Aim of the exercise
Rewrite every item below, changing "marker" to "point" and leaving everything else as it is. Omit the pictures from your answer.

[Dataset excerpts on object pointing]

▼

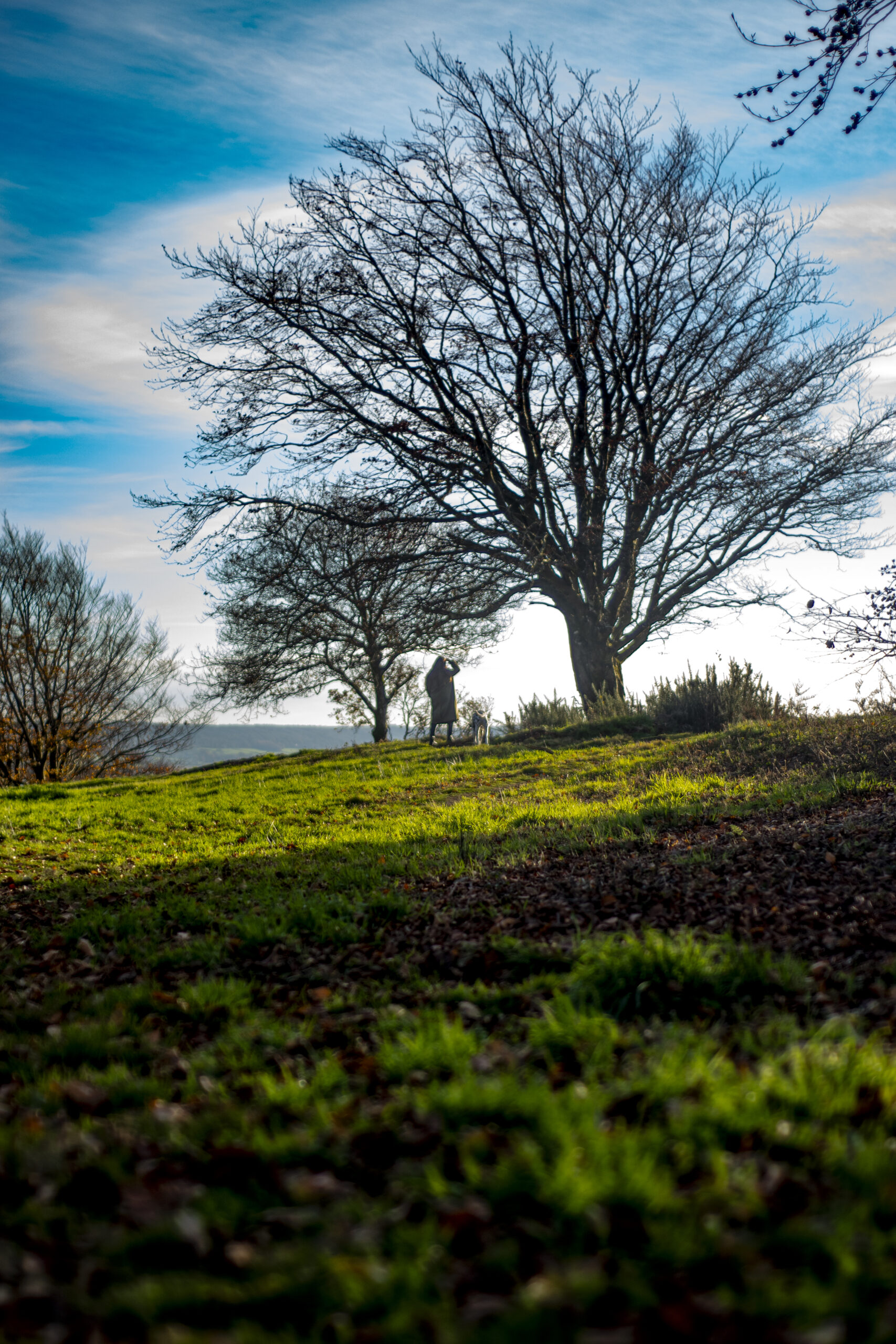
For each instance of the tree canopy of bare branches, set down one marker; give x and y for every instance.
(336, 591)
(83, 690)
(863, 628)
(608, 359)
(839, 35)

▲

Written response
For each instance of the tree canopy of bare branches, set down one point; give x and y for every instance.
(336, 591)
(83, 690)
(863, 628)
(608, 359)
(839, 35)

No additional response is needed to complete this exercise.